# START OF Records to process
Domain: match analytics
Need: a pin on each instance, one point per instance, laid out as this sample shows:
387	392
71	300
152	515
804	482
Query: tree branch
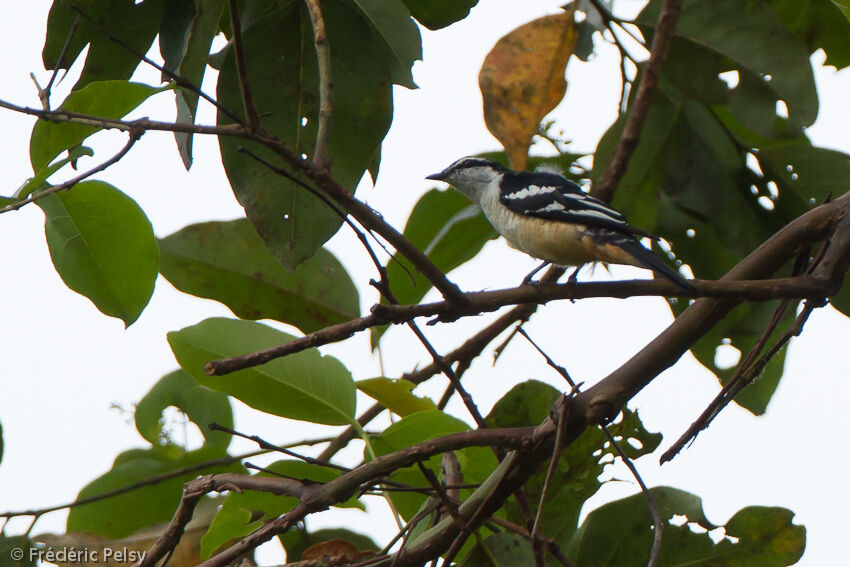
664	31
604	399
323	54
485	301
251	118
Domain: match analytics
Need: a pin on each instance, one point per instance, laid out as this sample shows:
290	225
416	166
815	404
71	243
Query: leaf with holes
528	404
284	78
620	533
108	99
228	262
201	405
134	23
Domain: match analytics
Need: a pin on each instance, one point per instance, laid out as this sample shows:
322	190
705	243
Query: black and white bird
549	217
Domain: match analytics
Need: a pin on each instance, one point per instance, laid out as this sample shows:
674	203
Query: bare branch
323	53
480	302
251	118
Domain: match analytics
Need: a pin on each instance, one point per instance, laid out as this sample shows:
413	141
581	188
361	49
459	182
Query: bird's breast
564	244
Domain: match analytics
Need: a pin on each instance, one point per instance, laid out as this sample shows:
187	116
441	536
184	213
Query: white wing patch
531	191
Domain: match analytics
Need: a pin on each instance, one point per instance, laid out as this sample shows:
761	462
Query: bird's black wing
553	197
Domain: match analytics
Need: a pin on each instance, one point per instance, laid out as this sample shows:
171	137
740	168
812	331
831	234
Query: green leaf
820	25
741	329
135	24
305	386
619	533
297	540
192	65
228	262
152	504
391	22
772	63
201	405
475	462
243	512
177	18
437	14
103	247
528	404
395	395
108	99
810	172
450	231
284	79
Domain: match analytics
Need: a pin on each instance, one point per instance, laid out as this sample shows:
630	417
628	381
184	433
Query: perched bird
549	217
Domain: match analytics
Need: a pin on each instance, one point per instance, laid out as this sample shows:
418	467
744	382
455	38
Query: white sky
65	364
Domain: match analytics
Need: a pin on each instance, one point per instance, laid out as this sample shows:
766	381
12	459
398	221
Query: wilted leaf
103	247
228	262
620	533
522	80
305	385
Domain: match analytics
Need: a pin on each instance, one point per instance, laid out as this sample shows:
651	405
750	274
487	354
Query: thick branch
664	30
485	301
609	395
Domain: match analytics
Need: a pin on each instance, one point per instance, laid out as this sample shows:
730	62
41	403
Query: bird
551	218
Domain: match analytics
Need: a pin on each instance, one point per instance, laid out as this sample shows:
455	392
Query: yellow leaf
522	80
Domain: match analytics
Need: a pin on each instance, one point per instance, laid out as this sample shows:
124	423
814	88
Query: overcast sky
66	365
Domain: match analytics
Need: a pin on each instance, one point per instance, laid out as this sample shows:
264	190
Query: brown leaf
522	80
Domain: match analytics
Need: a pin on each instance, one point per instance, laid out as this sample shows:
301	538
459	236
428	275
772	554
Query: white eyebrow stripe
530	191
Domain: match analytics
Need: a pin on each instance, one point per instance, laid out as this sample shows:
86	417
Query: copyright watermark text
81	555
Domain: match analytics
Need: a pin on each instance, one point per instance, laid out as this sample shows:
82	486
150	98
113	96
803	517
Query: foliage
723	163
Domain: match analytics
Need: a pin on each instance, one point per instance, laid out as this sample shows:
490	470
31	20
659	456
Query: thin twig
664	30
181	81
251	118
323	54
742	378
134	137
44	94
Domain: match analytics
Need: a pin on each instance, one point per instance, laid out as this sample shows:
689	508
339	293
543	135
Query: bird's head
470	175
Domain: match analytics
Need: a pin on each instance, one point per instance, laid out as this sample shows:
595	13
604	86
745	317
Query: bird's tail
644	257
# END OF Records to process
Which lines above contain the string "branch"? Return each of them whole, counting only matches with the same capitalization.

▸ Written solution
Query: tree branch
Query: bare branch
Query: thick branch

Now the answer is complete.